## Extrait du document
###

Les fonctions hydriques des différents matériaux sont définies à partir de données expérimentales tirées de Aubertinet al. (2005) pour les stériles, de Cifuentes (2005) pour les rejets de concentrateurs et de Wang et Narasimhan (1985) pour le roc (substratum de la fosse). À partir de ces fonctions, les courbes de rétention d’eau représentant la variation de la teneur en eau volumique (ou du degré de saturation Sw) en fonction de la succion (pression d'eau négative) pour les rejets de concentrateurs, les roches stériles, le roc (matrice considérée comme poreuse) et les fractures présentes dans le massif rocheux ont été établies (Figure 2). Les paramètres du modèle de van Genuchten (1980) pour les différents matériaux sont résumés au tableau 1. Les courbes de la figure 2 montrent que lorsque la succion augmente, le roc demeure à un degré de saturation plus élevé que les rejets de concentrateurs et les stériles, à cause de sa plus faible porosité et de sa plus grande pression d’entrée d’air. Les stériles miniers montrent une pression d’entrée d’air ψa de l’ordre de 30 cm assez typique d’un matériau sableux (Aubertinet al., 2005), alors que la valeur de ψa des rejets de concentrateurs (aussi appelés résidus miniers) est nettement plus élevée. Le tableau 2 présente les principaux paramètres hydrogéologiques pour différents matériaux.

###

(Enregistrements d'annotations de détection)

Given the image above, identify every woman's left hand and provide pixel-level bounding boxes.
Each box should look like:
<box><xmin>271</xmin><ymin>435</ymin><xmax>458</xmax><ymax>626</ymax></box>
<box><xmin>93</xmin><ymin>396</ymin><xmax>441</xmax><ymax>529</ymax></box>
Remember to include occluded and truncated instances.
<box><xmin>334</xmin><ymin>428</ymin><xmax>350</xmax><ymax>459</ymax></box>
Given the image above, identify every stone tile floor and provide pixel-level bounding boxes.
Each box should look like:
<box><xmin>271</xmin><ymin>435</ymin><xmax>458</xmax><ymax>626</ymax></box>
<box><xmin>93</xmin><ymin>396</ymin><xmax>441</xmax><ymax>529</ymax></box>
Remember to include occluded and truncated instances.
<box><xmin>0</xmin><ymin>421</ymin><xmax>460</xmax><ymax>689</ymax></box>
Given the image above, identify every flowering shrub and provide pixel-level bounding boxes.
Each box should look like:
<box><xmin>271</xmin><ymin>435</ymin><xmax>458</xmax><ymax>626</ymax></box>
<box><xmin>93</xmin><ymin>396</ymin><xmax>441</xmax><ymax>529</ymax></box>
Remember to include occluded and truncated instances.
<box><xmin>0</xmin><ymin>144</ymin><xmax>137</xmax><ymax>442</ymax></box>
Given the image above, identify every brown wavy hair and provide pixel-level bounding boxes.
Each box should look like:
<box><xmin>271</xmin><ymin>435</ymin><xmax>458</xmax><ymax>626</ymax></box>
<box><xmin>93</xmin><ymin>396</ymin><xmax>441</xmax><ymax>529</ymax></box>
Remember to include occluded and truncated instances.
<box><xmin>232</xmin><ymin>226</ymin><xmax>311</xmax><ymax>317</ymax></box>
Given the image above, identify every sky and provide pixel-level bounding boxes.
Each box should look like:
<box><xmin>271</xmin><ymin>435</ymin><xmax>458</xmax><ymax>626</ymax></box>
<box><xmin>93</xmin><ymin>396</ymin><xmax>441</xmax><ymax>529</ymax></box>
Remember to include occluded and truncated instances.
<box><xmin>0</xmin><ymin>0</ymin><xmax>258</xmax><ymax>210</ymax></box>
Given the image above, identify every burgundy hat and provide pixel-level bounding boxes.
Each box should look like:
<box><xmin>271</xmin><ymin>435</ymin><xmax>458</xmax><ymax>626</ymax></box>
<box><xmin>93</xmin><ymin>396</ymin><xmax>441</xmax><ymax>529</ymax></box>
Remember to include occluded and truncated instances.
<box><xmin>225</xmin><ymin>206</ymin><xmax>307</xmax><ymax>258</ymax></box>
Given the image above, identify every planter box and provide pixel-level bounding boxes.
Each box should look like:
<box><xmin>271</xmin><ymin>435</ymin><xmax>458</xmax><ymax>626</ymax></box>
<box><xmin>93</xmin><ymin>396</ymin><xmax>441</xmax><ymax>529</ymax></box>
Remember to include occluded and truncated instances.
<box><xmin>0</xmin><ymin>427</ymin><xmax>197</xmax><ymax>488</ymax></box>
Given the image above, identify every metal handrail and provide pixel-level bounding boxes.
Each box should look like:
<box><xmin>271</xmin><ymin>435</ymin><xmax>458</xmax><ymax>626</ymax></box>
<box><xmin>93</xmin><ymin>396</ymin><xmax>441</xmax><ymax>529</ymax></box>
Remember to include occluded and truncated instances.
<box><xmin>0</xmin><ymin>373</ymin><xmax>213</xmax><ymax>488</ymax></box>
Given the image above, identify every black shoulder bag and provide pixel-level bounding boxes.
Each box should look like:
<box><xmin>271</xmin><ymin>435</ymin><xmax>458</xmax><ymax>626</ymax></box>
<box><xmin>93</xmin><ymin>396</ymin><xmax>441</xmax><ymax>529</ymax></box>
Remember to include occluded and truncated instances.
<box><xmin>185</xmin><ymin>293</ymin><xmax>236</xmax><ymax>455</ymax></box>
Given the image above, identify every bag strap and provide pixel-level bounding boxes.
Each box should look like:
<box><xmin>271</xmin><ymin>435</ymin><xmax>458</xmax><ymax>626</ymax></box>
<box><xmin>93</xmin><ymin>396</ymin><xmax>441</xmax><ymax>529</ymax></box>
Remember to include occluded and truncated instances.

###

## Consigne écrite 1
Reprenez la partie des enregistrements qui s'ouvre sur la ligne contenant « Given the image above, identify every bag » et se termine à la fin des enregistrements, en substituant « shoulder strap » à « bag strap » sans rien modifier d'autre.
## Consigne écrite 2
Poursuivez, s'il vous plaît, l'extrait sur les fonctions hydriques des matériaux miniers à partir de l'endroit où il s'arrête.

## Réponse attendue 1
Given the image above, identify every shoulder strap and provide pixel-level bounding boxes.
Each box should look like:
<box><xmin>271</xmin><ymin>435</ymin><xmax>458</xmax><ymax>626</ymax></box>
<box><xmin>93</xmin><ymin>396</ymin><xmax>441</xmax><ymax>529</ymax></box>
Remember to include occluded and truncated instances.

## Réponse attendue 2
4. Résultats des simulations
Pour toutes les simulations, le niveau initial de la nappe a été fixé à l’élévation 220 m (soit 20 m au-dessus de la base de la fosse). Pour créer l’effet d’un gradient hydraulique régional, une charge hydraulique décroissante, variant de 220 m à 210 m, a été imposée à la base du modèle pour x (axe horizontal) variant entre -400 m et + 400 m (ce qui donne un gradient régional de 0,0125). Les frontières gauche et droite du modèle sont perméables à l’écoulement d’eau avec des charges hydrauliques fixées respectivement à 220 m et 210 m. La base du modèle est imperméable. Une recharge pluviométrique constante de 1,5 mm•j‑1 a été imposée en surface pour une période de dix jours suivie par une période de dix jours sans pluie, ce cycle est imposé en alternance sur une période totale de 20 ans. Pour simuler la migration des contaminants, une concentration constante unitaire a été fixée à l’intérieur de la fosse dans les rejets miniers. Une concentration initiale égale à zéro est imposée pour le massif rocheux. Le contaminant est non organique et non réactif, avec un coefficient de diffusion libre de 2 x 10‑9 m2•s‑1. Les différents paramètres de transport de contaminants sont présentés au tableau 3.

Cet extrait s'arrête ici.